Textabschnitt:
Infizierte Wunden
Das
verhornende Plattenepithel stellt eine effiziente mechanische
Barriere gegen Infektionen der Haut dar. Bei verschiedenen Verletzungen
wie Schürfwunden, Stichverletzungen mit oder ohne liegen
gebliebenem Fremdkörper (Splitter, Dornen, Stacheln) kann
es zur Infektion der Haut mit kontaminierter Erde, Staub und
Wasser kommen. Hierbei kommen eine Vielzahl von Mikroorganismen
als Erreger infrage.
Häufige Erreger sind Streptokokken der Viridans-Gruppe
und Koagulasepositive Staphylokokken, selten virulente β-hämolysierende
Streptokokken; bei kontaminierter Erde sind auch Gram-negative
Enterobakterien (E. coli, Klebsiella spp., Enterobacter),
aber auch Enterokokken relevant. Bei Kontamination mit Garten-
oder Ackererde nach biologischer Düngung ist mit multiresistenten
Keimen zu rechnen. Evtl. kommen auch atypische Mykobakterien
bzw. Aktinomyceten in Betracht. Bei Wunden, die mit kontaminiertem
Wasser in Kontakt kamen, sind Aeromonas hydrophila
und P. aeruginosa zu beobachten. Wunden, die mit Salzwasser
in Kontakt kommen, sind meist steril. Regelmäßig
bakteriell kontaminiert sind Schnitt-, vor allem aber Stichwunden
mit Fleischermessern. Die Erreger sind Streptokokken der Viridansgruppe,
aber auch enterohämorrhagische E. coli und Anaerobier
kommen infrage.

Gezeigtes Material:
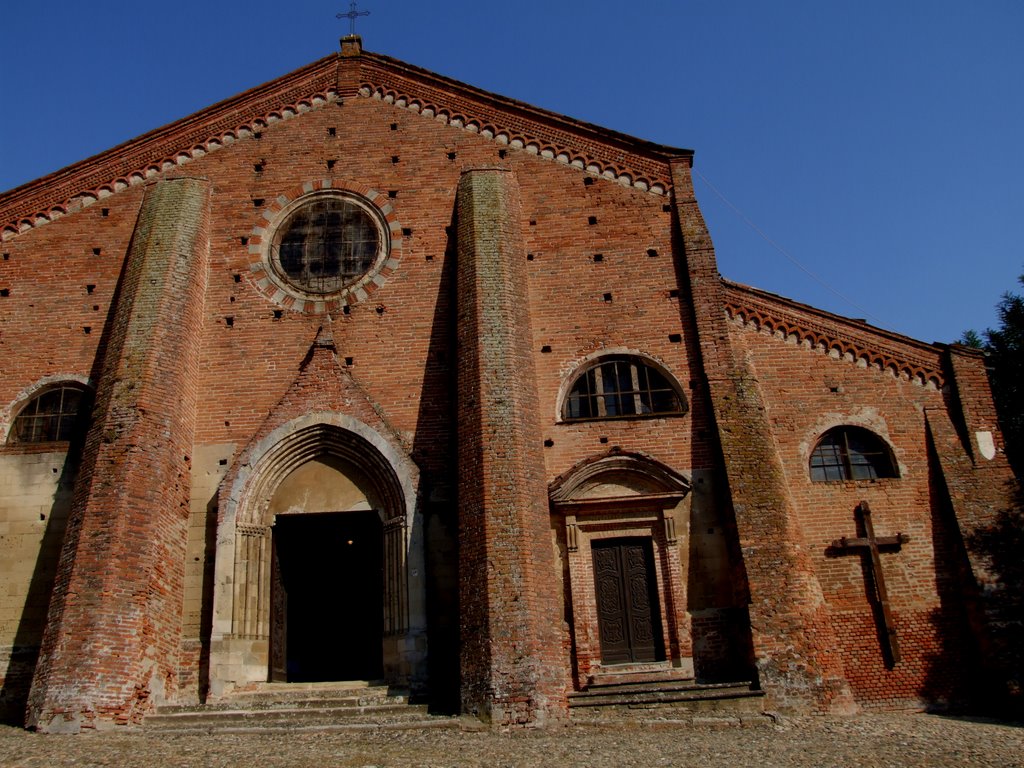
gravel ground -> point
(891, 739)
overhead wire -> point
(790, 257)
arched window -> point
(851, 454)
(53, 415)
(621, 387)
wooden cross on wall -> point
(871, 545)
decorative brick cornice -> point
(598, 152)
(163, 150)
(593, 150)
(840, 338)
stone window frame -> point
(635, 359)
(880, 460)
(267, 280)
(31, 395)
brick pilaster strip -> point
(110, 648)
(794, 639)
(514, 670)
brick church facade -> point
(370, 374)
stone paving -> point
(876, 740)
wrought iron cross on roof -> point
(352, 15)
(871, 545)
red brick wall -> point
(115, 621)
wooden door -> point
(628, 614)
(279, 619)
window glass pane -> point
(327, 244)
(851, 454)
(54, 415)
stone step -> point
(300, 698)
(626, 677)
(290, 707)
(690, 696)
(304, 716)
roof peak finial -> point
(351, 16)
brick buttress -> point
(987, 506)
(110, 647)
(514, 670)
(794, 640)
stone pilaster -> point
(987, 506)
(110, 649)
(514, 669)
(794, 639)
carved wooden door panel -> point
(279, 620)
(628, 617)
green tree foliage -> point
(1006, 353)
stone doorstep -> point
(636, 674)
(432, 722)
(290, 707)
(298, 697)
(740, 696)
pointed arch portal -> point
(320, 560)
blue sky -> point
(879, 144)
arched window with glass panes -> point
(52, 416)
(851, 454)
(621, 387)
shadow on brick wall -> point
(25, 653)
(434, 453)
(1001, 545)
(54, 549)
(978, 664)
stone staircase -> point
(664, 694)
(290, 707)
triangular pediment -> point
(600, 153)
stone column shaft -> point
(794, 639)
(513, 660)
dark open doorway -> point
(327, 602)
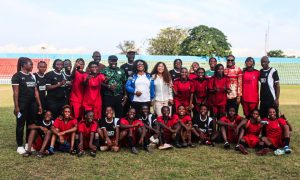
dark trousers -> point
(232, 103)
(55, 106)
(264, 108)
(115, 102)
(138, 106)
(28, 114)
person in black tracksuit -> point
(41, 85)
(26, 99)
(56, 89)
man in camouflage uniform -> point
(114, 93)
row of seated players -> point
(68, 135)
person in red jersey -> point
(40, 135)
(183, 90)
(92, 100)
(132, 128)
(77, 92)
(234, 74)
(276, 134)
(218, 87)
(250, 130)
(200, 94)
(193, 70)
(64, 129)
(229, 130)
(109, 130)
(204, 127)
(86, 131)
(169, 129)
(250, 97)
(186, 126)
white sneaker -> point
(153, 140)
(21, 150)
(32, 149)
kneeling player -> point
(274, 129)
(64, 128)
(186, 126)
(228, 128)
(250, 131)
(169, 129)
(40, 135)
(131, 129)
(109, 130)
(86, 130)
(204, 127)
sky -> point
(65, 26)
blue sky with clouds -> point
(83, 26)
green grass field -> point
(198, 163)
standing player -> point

==

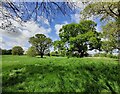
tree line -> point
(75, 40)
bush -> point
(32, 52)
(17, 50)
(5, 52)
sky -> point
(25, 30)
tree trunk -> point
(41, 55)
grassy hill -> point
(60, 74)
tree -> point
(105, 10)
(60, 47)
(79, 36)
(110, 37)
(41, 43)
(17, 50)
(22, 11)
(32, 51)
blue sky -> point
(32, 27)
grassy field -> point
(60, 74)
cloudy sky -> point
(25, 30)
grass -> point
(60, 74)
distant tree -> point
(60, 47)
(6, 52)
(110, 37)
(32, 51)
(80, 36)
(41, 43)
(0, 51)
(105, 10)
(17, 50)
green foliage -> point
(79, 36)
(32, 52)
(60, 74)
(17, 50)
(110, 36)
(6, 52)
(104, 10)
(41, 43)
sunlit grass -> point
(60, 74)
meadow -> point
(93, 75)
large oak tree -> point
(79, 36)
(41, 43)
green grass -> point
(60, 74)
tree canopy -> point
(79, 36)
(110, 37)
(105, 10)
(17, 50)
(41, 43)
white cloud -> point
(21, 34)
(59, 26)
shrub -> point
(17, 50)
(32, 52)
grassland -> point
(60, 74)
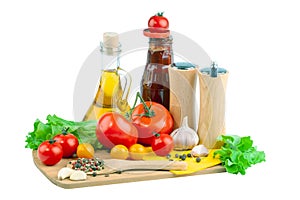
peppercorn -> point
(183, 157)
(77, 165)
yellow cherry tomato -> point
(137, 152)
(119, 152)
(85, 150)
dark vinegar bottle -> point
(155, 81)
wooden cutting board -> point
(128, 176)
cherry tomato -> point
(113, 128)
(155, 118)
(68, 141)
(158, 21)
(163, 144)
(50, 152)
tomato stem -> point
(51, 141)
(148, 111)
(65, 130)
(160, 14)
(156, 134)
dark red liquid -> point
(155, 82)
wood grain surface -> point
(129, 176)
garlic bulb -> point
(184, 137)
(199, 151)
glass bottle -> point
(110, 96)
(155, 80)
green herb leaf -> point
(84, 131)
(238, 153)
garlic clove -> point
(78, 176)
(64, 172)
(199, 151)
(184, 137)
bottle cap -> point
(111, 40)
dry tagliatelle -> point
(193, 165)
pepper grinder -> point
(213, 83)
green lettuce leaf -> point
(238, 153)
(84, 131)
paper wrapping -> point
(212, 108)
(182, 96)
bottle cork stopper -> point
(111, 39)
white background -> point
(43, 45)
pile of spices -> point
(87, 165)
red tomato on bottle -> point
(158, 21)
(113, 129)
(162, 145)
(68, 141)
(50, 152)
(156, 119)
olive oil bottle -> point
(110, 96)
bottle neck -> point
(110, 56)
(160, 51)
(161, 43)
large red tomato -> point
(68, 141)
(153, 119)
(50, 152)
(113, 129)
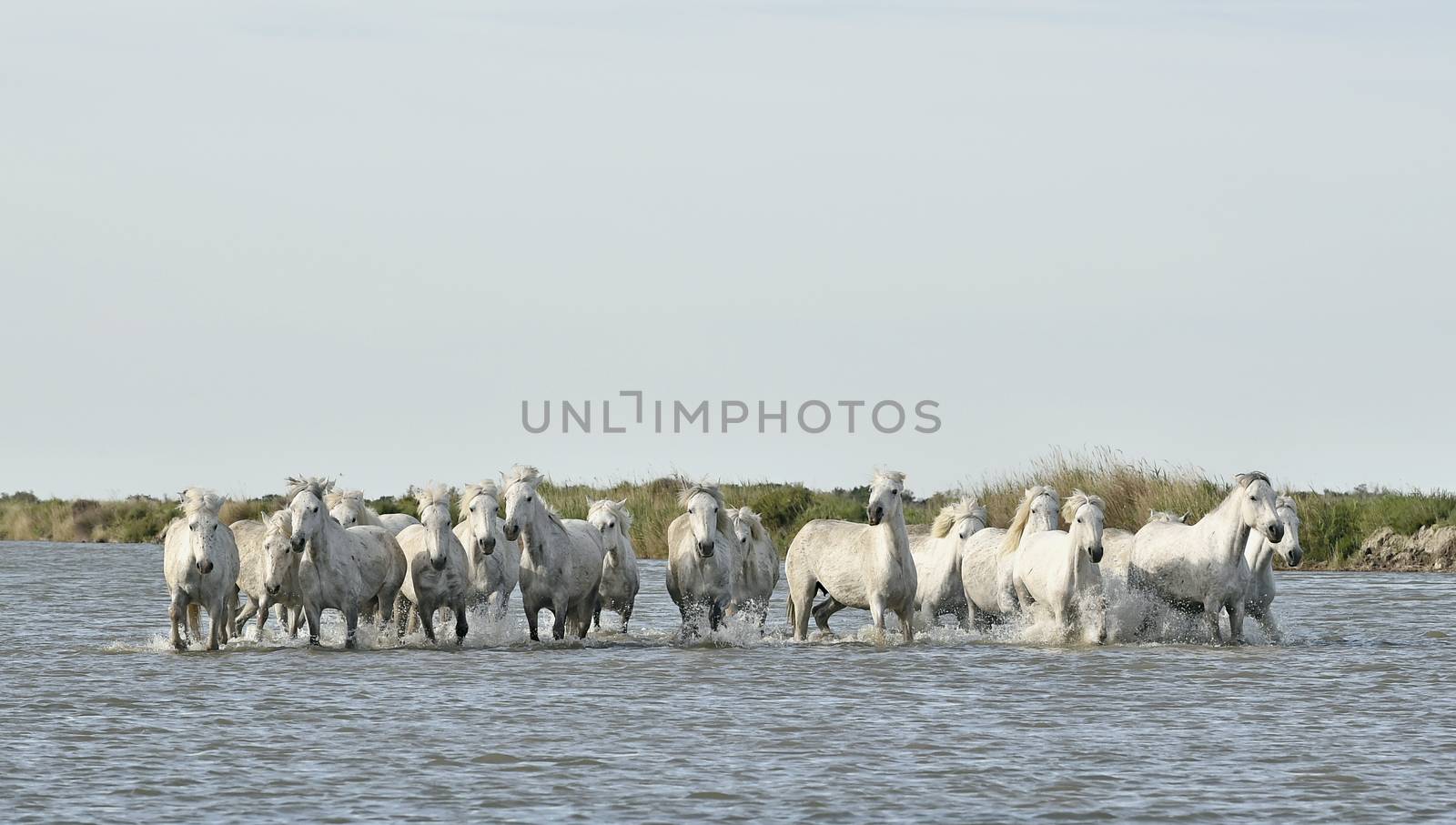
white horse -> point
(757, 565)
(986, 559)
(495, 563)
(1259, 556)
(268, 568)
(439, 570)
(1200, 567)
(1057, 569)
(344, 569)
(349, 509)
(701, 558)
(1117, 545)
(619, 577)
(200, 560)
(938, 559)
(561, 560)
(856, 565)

Aufgabe A:
Prüfe, ob die folgenden Aussagen mit dem Text über infizierte Wunden übereinstimmen, und antworte jeweils mit Ja oder Nein samt den entscheidenden Worten des Textes als wörtlichem Zitat: (i) Wunden, die mit Salzwasser in Kontakt kommen, sind meist steril. (ii) β-hämolysierende Streptokokken zählen zu den häufigen Erregern. (iii) Schnittwunden mit Fleischermessern sind häufiger bakteriell kontaminiert als Stichwunden.
Aufgabe B:
Setze den Text über infizierte Wunden nach seinem letzten Satz fort.
Die Einträge werden hier nicht gebraucht.

Antwort A:
(i) Ja: „Wunden, die mit Salzwasser in Kontakt kommen, sind meist steril.“
(ii) Nein: „selten virulente β-hämolysierende Streptokokken“
(iii) Nein: „Regelmäßig bakteriell kontaminiert sind Schnitt-, vor allem aber Stichwunden mit Fleischermessern.“

Antwort B:
Bei infizierten Wunden kann man durch eine Gram-Färbung
des Wundsekretes eine wertvolle Erstinformation erhalten und
ein entsprechendes Antibiotikum auswählen, das sich primär
gegen Gram-positive Kokken (Penicillin bei Vorliegen von Kettenkokken,
Cephalosporine der Cefazolin- oder Cefuroxim-Gruppe bei Haufenkokken)
oder Gramnegative Stäbchen (Amoxicillin + Clavulansäure)
richtet.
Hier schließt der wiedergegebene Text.